◆ Document segment:
What a flap your knighthood caused! I was at a Heads’ Conference just after it landed and really, we could hardly concentrate on budgets, absence, exams, staffing, budgets, racism, teacher shortages, budgets, sexual violence, climate emergency, budgets and political impartiality when we had your good news to discuss. When I got back, I opened Brighouse and Waters’ new 640-page About Our Schools for solace and launched into Danny Dorling’s preface. I wonder if his first line: ‘we often don’t truly value something until we’ve lost it’ was about you?
I don’t know if you saw it, Sir, but sadly, political impartiality prevents me from reporting the reaction of the shadow education secretary. I can tell you that Mr Barton, general secretary of the Association of School and College Leaders, said head teachers and parents would be surprised to learn the news. He admitted that the pandemic would have been challenging for any education secretary but, a teacher himself, couldn’t help but observe that your tenure had been one of endless muddle and inevitable U-turns. Gosh. Me, I just don’t think we ever grasped the master plan. Am I right?

◆ Questions to answer:
1. From the letter, write out word for word the part that opens with the words containing "I don’t know" and closes with "Am I right?".
2. According to the letter, what position does Mr Barton hold?
The entries that come after the letter play no part in this work.

◆ Records provided:
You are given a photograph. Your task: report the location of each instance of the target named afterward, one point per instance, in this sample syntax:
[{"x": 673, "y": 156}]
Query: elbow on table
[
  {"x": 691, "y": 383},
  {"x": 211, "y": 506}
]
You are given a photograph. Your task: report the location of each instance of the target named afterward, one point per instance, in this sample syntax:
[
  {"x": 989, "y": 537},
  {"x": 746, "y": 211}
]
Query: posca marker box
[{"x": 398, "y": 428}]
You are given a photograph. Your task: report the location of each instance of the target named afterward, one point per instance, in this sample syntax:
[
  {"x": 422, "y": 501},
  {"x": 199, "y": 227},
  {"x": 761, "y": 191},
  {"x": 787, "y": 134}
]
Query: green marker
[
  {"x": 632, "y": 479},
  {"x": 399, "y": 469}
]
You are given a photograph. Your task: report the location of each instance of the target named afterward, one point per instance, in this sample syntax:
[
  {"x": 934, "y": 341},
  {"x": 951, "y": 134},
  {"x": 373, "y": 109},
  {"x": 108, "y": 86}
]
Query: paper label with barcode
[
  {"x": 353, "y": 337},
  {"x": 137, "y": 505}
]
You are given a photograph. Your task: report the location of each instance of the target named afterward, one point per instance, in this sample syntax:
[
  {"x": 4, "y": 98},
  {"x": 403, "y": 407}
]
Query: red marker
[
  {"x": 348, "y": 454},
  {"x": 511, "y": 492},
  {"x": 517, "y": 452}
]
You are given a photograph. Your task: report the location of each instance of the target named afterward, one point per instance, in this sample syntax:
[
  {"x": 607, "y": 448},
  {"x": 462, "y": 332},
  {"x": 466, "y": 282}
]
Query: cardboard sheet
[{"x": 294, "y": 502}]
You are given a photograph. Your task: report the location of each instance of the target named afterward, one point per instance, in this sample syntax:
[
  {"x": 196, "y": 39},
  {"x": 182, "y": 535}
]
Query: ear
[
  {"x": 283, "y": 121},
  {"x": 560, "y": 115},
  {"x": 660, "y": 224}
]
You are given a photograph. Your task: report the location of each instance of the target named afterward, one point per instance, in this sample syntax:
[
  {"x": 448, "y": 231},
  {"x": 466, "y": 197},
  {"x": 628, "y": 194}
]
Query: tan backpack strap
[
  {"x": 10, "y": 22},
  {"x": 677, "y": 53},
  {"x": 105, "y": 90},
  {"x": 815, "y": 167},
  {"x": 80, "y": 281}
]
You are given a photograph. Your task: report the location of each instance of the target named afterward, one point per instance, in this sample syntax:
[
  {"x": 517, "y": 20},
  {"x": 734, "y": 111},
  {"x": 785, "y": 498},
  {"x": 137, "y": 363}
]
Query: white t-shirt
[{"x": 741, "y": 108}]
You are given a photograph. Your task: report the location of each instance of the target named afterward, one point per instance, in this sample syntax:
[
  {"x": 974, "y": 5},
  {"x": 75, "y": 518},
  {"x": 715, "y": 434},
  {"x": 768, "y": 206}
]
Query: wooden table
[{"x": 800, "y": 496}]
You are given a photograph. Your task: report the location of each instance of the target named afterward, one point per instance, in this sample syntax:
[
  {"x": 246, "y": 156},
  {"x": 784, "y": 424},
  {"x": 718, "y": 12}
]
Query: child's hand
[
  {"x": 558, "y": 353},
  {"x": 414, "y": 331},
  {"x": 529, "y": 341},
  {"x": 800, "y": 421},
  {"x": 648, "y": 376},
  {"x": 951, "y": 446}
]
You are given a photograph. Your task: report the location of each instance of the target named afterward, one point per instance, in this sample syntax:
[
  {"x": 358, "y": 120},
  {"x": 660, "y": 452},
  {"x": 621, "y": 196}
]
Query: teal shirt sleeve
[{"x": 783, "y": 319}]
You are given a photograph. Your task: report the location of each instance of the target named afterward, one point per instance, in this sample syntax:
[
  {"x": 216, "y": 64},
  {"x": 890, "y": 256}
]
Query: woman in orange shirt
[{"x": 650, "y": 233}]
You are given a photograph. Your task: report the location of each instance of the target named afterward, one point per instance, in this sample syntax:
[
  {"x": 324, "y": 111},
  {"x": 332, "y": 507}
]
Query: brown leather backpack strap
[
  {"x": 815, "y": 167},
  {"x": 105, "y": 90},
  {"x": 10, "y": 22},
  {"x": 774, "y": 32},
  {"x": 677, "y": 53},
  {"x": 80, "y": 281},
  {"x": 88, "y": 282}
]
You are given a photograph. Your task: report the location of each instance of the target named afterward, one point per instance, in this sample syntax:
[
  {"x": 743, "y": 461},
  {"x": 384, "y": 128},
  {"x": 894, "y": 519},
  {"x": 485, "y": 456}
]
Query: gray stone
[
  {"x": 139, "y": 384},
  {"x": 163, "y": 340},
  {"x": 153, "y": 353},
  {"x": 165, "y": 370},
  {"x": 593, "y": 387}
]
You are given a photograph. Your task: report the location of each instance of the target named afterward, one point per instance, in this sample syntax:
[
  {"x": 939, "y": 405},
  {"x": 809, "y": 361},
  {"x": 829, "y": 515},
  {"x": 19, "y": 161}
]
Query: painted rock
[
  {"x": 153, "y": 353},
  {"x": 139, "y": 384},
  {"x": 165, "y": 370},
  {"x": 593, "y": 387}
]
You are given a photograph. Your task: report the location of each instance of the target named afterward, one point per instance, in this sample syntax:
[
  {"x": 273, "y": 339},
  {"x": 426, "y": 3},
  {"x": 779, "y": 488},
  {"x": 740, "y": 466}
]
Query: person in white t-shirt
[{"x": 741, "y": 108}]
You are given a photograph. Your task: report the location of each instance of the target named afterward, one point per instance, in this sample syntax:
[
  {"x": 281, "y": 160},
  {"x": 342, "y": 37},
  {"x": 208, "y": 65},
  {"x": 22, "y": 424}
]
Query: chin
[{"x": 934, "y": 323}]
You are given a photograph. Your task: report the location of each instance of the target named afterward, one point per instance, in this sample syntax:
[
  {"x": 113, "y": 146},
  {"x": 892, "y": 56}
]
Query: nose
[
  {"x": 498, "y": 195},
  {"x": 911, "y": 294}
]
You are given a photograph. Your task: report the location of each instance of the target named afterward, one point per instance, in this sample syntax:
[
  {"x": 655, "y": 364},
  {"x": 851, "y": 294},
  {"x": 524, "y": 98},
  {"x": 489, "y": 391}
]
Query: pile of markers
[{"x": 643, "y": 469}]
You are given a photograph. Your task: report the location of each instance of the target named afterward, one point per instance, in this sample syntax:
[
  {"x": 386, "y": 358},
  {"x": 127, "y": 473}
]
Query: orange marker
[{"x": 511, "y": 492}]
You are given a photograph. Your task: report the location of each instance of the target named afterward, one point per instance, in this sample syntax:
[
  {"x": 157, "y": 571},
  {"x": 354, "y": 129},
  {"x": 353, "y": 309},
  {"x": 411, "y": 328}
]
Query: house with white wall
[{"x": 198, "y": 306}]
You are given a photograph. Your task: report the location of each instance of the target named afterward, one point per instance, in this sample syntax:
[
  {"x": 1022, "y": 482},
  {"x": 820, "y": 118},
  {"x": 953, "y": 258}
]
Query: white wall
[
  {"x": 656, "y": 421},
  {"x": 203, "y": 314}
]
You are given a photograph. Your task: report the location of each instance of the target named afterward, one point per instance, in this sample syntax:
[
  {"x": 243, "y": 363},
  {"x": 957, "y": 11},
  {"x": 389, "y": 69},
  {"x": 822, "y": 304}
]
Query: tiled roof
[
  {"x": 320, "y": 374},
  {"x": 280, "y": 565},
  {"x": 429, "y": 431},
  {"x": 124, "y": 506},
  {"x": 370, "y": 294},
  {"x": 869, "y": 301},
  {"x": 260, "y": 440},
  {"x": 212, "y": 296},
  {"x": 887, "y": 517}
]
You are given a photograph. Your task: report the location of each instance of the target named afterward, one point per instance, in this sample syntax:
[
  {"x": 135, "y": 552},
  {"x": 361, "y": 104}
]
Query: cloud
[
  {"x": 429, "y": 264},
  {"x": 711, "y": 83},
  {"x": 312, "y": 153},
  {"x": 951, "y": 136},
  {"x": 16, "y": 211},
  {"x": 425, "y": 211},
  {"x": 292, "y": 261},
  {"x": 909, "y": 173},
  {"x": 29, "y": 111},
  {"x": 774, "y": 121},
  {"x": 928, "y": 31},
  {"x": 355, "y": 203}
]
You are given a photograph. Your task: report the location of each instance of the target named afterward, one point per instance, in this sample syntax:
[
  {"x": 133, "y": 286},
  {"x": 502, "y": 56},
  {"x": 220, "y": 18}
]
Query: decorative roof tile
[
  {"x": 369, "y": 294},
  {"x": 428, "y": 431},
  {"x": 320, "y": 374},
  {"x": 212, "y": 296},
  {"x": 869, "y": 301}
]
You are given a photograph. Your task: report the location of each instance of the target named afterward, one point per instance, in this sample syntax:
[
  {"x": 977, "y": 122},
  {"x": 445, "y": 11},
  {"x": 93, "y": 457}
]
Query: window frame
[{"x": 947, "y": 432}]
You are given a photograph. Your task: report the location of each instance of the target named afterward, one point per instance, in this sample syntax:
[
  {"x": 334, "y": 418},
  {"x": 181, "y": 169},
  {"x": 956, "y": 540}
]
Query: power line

◆ Answers provided:
1.
I don’t know if you saw it, Sir, but sadly, political impartiality prevents me from reporting the reaction of the shadow education secretary. I can tell you that Mr Barton, general secretary of the Association of School and College Leaders, said head teachers and parents would be surprised to learn the news. He admitted that the pandemic would have been challenging for any education secretary but, a teacher himself, couldn’t help but observe that your tenure had been one of endless muddle and inevitable U-turns. Gosh. Me, I just don’t think we ever grasped the master plan. Am I right?

2. He is general secretary of the Association of School and College Leaders.